• Sayfa alıntısı
:::

ALİ FUAT BAŞGİL
01 Ocak 1970
(1893-1967) Hukukçu, fikir ve siyaset adamı.
Samsun'un Çarşamba ilçesinde doğdu. Böiükbaşıoğullan'ndan Hafız İbrahim Efendi'nin torunu, Mehmed Şükrü Efendi'nin oğludur. İlk tahsilini Çarşamba'da, orta tahsilinin ilk yıllarını İstanbul'da yaptı. 1914'ten itibaren tahsilini yarıda bırakarak yedek subay sıfatıyla dört yıl Kafkas cephesinde savaştı. Orta tahsilinin geri kalan kısmını Paris Buffone Lisesi'nde tamamladı (1921). Yüksek öğrenimine Grenoble Hukuk Fakültesi'nde devam etti. Paris Hukuk Fakültesi'nde "Boğazlar meselesi" konulu teziyle doktor oldu; ayrıca Paris Siyasî İlimler Okulu ile Edebiyat Fakültesi'nden diploma aldı. Lahey Devletler Hukuku Akademisi'nin kurlarına devam ederek burayı bitirdikten sonra yurda döndü (1929).

:::

(Kontur etiketleme öğeleri)
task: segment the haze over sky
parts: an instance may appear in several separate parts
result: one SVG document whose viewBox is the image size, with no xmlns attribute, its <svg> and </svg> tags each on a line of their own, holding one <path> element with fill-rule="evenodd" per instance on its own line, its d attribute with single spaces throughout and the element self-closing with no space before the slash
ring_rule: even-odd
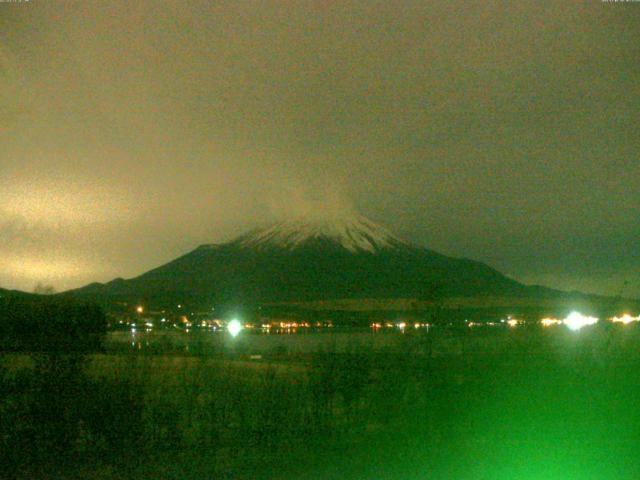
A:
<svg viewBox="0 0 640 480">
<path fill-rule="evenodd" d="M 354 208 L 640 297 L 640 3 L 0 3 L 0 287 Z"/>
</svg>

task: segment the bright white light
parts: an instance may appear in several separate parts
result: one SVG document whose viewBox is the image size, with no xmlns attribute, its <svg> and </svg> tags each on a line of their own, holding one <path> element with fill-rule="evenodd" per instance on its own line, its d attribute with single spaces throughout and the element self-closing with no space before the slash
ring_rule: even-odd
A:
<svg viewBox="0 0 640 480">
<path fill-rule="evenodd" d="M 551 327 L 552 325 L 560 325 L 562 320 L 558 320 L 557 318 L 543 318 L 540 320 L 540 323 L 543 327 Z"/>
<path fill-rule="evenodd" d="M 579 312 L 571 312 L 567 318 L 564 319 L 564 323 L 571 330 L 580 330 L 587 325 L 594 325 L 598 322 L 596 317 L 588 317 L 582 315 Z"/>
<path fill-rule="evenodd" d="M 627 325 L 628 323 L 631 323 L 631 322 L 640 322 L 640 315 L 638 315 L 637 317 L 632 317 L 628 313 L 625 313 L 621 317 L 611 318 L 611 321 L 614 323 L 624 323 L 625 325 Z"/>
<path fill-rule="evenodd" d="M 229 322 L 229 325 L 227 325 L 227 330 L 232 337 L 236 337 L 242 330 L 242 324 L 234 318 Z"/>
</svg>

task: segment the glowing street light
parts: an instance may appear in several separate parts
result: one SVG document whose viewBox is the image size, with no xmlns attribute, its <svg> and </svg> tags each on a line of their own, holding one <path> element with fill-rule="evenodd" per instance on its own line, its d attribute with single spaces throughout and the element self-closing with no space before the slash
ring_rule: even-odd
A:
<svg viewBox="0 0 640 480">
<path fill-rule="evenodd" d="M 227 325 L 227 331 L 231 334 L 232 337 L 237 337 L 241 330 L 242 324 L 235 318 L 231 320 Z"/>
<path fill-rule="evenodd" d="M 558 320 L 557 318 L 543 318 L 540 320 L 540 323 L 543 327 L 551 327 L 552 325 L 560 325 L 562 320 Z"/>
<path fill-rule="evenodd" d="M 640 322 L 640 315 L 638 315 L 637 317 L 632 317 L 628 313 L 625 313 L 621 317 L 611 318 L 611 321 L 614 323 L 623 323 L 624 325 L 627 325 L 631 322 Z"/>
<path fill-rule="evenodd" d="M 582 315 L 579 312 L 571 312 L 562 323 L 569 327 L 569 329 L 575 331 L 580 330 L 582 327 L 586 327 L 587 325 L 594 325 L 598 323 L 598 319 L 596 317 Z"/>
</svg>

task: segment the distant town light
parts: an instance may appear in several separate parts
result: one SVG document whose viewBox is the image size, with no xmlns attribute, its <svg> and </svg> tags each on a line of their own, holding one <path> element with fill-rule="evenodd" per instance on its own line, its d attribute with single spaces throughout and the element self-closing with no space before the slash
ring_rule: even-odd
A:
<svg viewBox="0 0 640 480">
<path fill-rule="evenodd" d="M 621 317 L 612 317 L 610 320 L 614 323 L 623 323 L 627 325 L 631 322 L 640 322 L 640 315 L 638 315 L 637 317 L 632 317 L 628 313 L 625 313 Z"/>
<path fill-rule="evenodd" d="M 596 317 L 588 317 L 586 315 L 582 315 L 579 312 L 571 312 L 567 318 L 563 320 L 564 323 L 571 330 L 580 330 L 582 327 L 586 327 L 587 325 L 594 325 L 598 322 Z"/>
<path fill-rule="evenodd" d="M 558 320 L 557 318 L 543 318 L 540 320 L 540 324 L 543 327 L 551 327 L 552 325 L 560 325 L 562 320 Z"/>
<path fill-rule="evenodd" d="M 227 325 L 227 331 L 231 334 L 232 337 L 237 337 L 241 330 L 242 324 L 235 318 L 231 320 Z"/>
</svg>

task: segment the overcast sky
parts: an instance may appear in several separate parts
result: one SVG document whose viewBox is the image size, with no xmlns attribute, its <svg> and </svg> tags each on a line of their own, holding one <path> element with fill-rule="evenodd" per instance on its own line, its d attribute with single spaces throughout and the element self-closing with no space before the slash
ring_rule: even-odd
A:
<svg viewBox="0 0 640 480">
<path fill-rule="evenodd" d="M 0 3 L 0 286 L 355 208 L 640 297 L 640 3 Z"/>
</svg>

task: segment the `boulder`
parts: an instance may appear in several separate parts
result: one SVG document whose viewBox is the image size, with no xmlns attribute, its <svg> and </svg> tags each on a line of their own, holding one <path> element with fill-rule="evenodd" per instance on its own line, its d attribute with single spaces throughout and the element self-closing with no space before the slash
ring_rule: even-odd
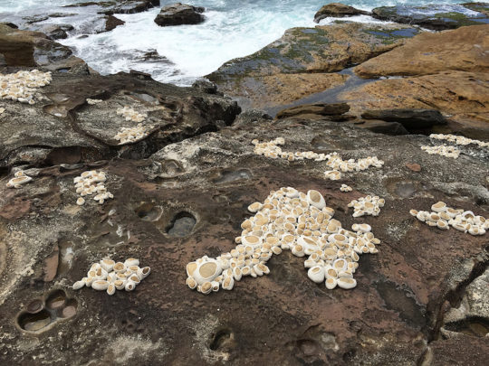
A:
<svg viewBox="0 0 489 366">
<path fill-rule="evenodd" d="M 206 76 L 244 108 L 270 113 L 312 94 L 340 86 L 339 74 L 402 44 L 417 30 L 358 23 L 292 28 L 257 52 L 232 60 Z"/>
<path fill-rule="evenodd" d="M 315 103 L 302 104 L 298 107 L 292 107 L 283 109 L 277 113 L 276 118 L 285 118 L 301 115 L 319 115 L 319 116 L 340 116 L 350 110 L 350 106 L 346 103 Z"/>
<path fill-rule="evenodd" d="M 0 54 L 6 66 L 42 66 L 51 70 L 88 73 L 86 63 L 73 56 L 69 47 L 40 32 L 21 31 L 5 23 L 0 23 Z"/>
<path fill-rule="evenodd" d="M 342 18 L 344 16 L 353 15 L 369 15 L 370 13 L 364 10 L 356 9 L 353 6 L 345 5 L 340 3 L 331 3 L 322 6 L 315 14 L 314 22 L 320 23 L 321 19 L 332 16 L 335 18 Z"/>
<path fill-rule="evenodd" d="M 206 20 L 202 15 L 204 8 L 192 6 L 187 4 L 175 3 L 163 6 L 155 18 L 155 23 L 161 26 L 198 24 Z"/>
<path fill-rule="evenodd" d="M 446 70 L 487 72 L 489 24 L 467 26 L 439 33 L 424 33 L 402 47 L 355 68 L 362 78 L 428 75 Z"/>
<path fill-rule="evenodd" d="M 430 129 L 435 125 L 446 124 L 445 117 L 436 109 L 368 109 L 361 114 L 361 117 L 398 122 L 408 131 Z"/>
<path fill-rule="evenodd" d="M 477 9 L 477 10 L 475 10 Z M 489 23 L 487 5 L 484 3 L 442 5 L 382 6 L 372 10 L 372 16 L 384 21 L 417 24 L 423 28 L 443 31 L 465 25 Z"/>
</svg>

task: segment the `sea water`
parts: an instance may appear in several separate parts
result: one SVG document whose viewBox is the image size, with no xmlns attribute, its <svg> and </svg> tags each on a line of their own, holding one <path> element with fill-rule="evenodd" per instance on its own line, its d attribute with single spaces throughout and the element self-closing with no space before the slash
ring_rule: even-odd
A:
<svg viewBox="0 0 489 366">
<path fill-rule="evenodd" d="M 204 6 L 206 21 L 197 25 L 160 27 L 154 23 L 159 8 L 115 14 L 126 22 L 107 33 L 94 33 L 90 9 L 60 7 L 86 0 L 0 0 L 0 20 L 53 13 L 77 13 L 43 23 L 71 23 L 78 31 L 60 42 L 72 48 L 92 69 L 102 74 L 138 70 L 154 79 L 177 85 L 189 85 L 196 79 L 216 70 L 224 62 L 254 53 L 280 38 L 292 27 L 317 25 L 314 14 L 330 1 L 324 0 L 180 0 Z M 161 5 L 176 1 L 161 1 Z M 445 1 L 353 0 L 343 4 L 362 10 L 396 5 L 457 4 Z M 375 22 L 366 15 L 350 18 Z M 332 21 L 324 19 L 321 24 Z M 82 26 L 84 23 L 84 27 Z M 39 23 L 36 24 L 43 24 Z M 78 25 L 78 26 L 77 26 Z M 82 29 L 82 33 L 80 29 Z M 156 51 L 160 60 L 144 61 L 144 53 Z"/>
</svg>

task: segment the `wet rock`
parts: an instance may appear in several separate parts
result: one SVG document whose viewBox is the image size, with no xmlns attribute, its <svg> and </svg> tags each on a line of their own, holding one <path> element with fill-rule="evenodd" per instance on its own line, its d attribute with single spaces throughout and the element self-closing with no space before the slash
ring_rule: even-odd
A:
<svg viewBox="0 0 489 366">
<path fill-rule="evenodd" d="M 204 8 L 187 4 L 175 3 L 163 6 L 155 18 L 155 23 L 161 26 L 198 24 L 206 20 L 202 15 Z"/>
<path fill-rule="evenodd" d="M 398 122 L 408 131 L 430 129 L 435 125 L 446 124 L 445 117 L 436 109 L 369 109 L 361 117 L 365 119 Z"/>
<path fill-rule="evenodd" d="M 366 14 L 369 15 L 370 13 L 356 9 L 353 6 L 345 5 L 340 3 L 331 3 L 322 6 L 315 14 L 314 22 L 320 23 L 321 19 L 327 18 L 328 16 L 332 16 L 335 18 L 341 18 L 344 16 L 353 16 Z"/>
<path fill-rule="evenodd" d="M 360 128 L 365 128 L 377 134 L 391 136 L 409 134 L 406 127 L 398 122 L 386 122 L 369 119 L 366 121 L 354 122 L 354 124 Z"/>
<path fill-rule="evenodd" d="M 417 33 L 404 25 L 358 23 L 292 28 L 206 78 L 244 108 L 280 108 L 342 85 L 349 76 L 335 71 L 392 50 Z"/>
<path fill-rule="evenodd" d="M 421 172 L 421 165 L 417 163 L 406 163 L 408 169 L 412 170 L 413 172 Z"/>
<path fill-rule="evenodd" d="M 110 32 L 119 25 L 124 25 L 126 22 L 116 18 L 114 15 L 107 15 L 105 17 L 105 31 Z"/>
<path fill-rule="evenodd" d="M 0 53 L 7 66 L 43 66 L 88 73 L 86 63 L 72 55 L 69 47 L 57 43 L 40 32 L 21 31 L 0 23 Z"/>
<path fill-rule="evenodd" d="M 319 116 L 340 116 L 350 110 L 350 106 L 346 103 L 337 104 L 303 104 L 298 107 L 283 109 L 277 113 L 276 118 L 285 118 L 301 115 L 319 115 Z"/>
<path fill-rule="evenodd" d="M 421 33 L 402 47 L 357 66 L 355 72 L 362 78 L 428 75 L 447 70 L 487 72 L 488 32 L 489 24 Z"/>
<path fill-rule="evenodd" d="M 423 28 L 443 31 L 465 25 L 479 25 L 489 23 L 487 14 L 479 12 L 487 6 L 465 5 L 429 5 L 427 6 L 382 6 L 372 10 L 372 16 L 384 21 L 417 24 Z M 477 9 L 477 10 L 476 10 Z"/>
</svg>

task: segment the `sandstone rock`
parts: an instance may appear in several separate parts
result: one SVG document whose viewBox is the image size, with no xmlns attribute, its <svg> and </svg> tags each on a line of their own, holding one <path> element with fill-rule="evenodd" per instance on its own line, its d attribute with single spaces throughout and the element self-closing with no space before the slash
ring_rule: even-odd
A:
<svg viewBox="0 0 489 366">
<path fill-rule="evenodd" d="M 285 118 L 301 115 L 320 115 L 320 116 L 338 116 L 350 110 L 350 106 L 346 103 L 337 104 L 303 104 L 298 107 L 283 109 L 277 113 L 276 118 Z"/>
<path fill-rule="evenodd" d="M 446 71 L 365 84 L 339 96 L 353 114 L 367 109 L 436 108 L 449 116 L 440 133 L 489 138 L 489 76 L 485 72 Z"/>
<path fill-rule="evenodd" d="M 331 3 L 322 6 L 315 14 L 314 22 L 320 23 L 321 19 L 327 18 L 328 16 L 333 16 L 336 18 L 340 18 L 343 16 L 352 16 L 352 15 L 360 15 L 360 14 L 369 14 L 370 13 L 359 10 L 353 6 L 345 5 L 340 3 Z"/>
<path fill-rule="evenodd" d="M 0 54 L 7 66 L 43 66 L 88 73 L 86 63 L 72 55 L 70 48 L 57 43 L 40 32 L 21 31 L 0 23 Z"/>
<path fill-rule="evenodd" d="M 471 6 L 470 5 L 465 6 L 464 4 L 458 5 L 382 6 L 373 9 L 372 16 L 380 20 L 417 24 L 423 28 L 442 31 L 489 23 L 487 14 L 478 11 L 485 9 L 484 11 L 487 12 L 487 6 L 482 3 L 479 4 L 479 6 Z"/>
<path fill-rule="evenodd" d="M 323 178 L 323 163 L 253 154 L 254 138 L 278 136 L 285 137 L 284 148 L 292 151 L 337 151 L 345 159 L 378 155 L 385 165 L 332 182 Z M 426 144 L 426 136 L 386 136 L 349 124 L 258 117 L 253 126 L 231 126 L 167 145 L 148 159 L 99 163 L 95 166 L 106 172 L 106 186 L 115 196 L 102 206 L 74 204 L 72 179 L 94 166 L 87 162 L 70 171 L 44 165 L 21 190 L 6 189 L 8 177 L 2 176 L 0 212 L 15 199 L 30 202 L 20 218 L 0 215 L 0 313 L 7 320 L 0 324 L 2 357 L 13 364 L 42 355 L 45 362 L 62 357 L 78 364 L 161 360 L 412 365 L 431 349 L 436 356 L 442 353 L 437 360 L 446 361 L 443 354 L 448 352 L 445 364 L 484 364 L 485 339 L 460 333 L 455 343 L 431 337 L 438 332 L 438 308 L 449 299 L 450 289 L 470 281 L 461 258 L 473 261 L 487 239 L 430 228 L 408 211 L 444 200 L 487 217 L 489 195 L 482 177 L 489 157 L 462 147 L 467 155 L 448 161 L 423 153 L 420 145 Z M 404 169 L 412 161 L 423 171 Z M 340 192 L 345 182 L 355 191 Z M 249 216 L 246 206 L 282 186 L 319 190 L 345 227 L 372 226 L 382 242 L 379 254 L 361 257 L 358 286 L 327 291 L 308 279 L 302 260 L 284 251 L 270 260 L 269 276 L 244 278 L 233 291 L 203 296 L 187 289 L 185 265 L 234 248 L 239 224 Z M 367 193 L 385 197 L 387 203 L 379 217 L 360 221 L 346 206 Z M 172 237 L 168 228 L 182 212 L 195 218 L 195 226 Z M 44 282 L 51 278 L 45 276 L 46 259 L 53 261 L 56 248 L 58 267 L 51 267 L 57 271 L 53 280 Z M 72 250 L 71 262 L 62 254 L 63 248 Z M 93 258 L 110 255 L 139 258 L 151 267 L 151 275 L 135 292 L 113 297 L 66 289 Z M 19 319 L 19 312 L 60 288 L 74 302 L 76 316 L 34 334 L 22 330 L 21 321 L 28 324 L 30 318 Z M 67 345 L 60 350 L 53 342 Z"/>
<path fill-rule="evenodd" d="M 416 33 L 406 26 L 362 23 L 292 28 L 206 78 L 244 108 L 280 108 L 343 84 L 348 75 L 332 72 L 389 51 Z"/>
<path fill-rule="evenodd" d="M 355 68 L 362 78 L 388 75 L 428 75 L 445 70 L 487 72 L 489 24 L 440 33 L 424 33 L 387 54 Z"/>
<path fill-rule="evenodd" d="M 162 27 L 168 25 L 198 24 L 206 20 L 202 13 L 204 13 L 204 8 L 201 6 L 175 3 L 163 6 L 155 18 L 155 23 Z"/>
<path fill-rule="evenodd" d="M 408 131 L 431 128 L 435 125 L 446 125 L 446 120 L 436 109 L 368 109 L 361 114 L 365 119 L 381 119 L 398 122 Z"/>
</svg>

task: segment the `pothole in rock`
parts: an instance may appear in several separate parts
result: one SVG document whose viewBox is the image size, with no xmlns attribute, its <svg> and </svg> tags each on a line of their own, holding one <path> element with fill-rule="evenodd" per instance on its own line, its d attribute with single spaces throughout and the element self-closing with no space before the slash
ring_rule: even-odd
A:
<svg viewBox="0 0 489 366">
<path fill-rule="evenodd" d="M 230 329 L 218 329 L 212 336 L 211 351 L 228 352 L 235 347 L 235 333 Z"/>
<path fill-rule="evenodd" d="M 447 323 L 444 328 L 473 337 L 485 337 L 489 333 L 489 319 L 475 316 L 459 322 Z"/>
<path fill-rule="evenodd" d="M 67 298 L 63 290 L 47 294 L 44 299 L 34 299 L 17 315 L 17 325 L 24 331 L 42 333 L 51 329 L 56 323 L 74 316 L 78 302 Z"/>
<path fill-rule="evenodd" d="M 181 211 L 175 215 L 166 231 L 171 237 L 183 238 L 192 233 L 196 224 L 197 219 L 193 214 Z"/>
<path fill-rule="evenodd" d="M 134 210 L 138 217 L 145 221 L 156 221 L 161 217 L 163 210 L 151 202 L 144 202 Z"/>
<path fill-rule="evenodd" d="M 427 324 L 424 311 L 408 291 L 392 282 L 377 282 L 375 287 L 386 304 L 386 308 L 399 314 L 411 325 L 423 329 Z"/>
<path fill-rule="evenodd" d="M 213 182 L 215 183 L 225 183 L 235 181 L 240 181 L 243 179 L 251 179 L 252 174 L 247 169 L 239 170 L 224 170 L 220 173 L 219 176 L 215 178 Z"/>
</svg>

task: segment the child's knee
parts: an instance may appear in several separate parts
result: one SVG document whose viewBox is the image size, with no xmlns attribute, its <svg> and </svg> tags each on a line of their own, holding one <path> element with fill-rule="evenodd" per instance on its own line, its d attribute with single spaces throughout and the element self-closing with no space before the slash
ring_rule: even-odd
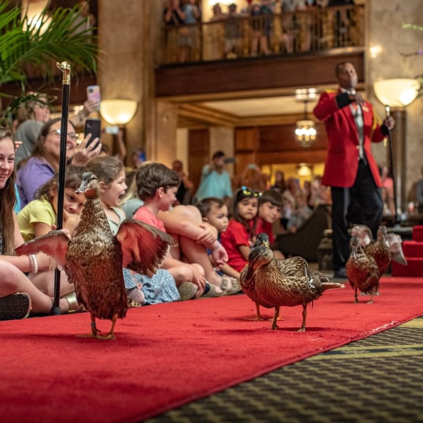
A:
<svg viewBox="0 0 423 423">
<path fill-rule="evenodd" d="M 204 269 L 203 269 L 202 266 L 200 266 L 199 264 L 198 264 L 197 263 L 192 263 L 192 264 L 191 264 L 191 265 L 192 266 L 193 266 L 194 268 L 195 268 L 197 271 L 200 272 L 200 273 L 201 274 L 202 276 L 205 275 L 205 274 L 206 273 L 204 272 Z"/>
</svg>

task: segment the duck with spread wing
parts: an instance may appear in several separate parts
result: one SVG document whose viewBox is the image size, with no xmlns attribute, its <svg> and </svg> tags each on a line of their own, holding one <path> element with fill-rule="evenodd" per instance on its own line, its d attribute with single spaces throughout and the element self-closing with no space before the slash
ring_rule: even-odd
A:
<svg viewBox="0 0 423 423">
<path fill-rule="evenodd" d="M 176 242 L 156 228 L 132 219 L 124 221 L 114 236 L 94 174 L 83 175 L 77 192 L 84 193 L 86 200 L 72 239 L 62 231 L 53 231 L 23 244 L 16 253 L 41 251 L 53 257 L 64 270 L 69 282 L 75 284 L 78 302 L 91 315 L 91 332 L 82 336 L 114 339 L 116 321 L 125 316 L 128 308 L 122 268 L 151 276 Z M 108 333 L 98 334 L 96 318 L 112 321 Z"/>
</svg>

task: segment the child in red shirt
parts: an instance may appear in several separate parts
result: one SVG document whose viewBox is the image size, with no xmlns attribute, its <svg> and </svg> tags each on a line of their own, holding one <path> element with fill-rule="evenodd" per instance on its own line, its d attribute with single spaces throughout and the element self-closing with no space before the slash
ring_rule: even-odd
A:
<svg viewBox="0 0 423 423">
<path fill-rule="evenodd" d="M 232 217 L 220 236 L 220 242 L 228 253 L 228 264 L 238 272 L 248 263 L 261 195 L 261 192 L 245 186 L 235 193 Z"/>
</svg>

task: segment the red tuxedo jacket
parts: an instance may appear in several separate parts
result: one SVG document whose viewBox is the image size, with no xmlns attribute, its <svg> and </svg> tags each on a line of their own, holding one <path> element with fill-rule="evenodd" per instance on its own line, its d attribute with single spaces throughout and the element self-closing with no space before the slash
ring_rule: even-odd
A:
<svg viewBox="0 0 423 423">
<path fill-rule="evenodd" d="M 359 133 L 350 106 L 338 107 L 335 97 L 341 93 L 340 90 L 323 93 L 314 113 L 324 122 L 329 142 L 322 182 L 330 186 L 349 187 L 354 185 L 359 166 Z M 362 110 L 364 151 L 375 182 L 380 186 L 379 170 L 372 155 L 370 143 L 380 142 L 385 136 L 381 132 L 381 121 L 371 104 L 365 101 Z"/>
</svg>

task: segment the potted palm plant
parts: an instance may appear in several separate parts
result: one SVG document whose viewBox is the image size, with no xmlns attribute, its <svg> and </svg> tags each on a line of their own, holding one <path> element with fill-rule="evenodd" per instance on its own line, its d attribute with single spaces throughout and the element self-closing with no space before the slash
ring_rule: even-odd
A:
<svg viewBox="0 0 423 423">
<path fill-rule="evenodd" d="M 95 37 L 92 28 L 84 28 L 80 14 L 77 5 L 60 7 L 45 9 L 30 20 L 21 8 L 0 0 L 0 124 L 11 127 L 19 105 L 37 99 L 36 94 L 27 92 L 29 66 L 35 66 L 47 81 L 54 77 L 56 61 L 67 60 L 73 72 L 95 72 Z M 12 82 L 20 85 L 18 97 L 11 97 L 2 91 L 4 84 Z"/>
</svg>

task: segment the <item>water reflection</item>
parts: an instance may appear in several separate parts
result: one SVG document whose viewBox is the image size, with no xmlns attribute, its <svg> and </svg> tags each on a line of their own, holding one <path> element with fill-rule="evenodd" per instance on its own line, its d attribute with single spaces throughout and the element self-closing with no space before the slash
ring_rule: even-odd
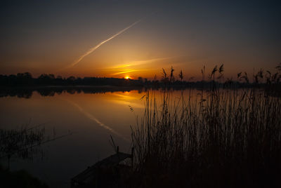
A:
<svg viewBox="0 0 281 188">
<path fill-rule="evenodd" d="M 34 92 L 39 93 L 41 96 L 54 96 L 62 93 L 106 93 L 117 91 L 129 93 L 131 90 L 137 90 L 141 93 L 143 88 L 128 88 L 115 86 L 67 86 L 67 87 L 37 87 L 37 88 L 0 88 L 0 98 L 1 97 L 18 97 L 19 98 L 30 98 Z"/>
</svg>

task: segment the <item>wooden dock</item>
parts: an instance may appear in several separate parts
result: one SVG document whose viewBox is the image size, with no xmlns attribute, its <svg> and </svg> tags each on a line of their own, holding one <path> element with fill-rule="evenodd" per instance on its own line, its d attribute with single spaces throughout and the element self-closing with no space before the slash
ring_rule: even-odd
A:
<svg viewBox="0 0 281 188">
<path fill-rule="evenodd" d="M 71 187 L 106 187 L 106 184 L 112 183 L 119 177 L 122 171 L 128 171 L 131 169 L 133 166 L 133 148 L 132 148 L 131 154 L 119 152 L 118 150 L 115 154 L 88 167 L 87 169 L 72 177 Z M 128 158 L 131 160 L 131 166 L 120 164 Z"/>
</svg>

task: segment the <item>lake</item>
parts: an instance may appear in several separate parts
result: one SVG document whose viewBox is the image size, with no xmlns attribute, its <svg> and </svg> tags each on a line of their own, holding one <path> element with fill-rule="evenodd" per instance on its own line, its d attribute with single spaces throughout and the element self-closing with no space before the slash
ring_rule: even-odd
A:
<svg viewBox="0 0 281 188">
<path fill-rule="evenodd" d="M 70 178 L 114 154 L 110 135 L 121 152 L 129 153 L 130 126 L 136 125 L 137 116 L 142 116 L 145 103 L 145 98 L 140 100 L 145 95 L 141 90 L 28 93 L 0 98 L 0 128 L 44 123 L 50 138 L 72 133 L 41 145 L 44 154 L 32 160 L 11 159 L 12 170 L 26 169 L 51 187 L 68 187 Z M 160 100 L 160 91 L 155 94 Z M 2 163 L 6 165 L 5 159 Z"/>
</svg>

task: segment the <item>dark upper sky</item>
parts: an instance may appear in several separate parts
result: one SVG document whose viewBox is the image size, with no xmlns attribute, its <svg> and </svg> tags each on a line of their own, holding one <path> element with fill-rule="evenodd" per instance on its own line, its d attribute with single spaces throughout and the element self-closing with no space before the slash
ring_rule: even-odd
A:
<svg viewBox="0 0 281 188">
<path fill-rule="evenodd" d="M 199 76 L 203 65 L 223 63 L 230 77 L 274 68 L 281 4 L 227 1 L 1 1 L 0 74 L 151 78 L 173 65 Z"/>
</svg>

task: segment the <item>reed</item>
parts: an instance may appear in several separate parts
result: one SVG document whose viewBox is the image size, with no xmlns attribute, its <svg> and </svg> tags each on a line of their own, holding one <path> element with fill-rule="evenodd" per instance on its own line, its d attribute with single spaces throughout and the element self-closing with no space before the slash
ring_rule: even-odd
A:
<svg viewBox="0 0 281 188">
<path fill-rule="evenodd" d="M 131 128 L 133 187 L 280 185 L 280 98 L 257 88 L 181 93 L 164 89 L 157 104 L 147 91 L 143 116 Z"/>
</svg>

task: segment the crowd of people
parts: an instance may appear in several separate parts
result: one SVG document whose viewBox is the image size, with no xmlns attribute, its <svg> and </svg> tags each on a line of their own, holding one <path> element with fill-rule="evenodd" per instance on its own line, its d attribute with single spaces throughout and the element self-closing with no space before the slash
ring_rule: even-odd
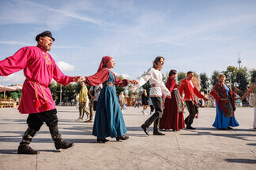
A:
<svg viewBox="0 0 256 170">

:::

• Yapılacak iş
Yukarıdaki Ali Fuat Başgil metninde "Samsun'un Çarşamba ilçesinde" ile "yurda döndü (1929)." arasında kalan bölümü, bu iki ifade de dahil olmak üzere hiç değiştirmeden yeniden yazın.

• Görev sonucu
Samsun'un Çarşamba ilçesinde doğdu. Böiükbaşıoğullan'ndan Hafız İbrahim Efendi'nin torunu, Mehmed Şükrü Efendi'nin oğludur. İlk tahsilini Çarşamba'da, orta tahsilinin ilk yıllarını İstanbul'da yaptı. 1914'ten itibaren tahsilini yarıda bırakarak yedek subay sıfatıyla dört yıl Kafkas cephesinde savaştı. Orta tahsilinin geri kalan kısmını Paris Buffone Lisesi'nde tamamladı (1921). Yüksek öğrenimine Grenoble Hukuk Fakültesi'nde devam etti. Paris Hukuk Fakültesi'nde "Boğazlar meselesi" konulu teziyle doktor oldu; ayrıca Paris Siyasî İlimler Okulu ile Edebiyat Fakültesi'nden diploma aldı. Lahey Devletler Hukuku Akademisi'nin kurlarına devam ederek burayı bitirdikten sonra yurda döndü (1929).